Work required
Reproduce exactly the line in which "target | decorative vase" occurs and all the lines after it, ending with the last line.

──────────

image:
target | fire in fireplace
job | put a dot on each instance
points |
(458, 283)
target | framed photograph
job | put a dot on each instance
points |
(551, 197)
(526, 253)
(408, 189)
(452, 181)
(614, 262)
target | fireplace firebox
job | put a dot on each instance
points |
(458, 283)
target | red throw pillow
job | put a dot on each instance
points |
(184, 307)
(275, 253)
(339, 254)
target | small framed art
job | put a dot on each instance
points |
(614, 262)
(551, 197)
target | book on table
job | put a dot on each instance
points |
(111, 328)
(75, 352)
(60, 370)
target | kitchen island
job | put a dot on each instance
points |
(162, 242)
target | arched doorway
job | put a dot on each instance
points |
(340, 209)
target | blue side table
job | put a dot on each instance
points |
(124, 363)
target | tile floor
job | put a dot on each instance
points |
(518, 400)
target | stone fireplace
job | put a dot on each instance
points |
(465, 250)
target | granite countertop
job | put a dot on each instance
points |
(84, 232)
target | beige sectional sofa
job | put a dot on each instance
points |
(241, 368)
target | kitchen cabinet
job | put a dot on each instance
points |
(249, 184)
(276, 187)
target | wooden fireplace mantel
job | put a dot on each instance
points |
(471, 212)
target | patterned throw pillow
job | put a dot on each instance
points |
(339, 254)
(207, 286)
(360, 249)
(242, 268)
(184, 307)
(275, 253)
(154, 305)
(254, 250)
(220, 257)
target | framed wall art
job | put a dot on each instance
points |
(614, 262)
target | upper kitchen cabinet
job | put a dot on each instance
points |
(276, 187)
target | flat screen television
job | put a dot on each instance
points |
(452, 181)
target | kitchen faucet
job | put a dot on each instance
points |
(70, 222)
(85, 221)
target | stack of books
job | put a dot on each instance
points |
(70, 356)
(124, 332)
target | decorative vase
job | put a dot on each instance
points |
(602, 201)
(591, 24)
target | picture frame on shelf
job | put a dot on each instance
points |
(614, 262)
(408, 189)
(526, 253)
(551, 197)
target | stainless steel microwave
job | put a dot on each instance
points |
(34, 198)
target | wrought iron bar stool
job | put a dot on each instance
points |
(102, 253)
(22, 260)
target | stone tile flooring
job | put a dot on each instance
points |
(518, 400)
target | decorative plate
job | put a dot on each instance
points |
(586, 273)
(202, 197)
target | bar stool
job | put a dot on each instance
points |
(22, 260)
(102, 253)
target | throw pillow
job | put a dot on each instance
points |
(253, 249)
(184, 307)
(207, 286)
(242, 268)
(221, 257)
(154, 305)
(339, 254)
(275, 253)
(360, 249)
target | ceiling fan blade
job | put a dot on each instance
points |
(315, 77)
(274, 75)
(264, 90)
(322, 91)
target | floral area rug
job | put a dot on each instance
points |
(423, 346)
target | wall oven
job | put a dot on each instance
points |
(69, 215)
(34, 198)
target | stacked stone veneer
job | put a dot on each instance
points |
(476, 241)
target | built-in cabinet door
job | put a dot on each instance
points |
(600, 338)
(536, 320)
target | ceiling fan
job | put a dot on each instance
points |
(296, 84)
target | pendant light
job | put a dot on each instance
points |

──────────

Expected answer
target | decorative vase
job | put a dot on each instance
points |
(602, 201)
(591, 24)
target | picture frame on shelf
job | put a dot on each instance
points |
(614, 262)
(408, 189)
(526, 253)
(551, 197)
target | stainless steel microwave
job | put a dot on each instance
points |
(34, 198)
target | wrought iron bar stool
job | put a dot on each instance
points |
(102, 253)
(22, 260)
target | stone tile flooring
job | put a dot on each instance
points |
(518, 400)
target | decorative plate
job | put a dot on each instance
points |
(586, 273)
(202, 197)
target | bar stool
job | put a dot on each instance
points |
(22, 260)
(102, 253)
target | throw pillow
job | put a dot on each instance
points |
(253, 249)
(184, 307)
(207, 286)
(242, 268)
(221, 257)
(154, 305)
(339, 254)
(275, 253)
(360, 249)
target | ceiling fan blade
job | put a dot on each instance
points |
(315, 77)
(274, 75)
(264, 90)
(322, 91)
target | floral area rug
job | put a dot on each instance
points |
(423, 346)
target | wall oven
job | put a dot on each instance
points |
(69, 215)
(34, 198)
target | stacked stone veneer
job | put a dot on each instance
points |
(476, 241)
target | built-in cabinet door
job | put a dot on each instance
points |
(600, 338)
(536, 320)
target | ceiling fan
job | put a dot on each instance
points |
(296, 84)
target | pendant light
job | put a dot on each instance
points |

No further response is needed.